WHAT THE TASK REQUIRES: Show every line of the data that includes the word "facade".

INFORMATION SHOWN START

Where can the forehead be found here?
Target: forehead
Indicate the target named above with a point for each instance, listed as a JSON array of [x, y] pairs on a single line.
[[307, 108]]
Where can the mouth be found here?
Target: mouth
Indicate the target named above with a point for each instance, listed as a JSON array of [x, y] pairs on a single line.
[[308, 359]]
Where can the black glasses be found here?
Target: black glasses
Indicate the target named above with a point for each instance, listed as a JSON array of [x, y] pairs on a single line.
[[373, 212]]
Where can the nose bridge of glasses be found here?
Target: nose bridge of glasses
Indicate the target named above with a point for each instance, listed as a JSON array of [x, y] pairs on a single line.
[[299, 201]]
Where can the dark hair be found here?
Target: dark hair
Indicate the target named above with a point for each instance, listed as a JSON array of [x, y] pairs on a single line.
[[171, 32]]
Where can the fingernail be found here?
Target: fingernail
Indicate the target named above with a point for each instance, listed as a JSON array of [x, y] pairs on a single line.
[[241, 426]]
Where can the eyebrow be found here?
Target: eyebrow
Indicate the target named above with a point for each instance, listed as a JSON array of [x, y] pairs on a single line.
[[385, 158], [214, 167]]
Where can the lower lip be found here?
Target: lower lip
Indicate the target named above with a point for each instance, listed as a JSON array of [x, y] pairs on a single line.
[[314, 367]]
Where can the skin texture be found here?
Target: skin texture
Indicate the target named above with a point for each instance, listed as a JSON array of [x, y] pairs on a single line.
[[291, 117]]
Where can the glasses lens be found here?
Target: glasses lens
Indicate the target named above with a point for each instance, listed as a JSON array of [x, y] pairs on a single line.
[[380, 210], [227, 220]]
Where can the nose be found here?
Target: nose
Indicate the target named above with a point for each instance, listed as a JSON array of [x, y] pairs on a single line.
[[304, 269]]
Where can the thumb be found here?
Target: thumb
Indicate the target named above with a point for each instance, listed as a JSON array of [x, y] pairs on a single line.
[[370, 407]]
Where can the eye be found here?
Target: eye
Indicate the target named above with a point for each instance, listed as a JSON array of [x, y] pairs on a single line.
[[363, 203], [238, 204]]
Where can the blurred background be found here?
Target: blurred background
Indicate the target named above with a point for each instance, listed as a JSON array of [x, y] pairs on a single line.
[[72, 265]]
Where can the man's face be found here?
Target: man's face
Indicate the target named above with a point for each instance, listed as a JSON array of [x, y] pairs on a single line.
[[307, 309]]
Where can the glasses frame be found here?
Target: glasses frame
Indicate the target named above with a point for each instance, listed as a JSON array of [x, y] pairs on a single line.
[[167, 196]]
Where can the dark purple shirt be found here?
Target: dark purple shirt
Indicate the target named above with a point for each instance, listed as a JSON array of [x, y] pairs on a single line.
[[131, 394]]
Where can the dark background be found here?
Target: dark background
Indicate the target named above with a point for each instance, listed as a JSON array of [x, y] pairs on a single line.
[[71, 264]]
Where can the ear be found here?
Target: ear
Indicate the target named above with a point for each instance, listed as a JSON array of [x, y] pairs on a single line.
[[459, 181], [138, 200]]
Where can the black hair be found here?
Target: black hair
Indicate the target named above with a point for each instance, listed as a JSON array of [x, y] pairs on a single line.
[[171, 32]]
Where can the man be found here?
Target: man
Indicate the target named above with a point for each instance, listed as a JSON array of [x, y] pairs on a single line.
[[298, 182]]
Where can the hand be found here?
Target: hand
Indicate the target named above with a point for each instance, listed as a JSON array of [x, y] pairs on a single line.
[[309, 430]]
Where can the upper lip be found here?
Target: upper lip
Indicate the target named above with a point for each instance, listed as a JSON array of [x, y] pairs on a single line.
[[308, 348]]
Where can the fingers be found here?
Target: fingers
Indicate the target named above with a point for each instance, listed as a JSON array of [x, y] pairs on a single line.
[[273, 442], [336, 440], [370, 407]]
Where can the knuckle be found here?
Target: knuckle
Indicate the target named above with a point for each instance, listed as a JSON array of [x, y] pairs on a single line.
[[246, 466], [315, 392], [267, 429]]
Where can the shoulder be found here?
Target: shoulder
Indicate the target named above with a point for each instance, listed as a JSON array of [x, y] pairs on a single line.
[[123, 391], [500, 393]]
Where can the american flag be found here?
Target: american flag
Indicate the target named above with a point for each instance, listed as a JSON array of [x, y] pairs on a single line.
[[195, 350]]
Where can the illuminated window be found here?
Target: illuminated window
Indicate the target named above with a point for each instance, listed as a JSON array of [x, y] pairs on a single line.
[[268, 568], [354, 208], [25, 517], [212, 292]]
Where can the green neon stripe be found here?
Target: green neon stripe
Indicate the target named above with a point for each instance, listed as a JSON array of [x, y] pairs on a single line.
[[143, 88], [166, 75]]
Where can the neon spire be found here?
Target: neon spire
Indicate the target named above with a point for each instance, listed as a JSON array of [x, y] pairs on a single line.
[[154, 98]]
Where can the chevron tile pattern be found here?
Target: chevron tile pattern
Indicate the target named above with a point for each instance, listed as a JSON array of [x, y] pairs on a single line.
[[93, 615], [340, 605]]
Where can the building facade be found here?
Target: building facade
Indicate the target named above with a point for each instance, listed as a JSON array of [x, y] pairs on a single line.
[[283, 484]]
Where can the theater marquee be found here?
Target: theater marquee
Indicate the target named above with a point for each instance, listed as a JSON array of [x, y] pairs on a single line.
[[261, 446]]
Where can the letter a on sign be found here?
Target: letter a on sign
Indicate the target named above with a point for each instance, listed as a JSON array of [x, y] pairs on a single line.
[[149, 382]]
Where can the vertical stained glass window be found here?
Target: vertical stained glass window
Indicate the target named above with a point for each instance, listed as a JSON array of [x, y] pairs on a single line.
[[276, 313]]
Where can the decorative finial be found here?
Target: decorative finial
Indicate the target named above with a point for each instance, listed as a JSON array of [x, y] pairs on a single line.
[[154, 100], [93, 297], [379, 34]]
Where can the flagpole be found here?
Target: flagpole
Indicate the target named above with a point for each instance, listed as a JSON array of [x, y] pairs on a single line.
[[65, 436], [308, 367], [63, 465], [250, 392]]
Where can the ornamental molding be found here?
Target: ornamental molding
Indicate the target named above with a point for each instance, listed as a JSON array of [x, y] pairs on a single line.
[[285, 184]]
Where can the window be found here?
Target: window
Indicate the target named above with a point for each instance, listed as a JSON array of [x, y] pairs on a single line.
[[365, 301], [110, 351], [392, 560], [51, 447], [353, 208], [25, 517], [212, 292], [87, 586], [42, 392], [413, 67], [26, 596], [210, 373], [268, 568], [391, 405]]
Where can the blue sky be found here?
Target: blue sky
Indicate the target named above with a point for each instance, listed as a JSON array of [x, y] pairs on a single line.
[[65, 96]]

INFORMATION SHOWN END

RESPONSE TO THE TASK:
Where can the building facade be found here?
Target: building facade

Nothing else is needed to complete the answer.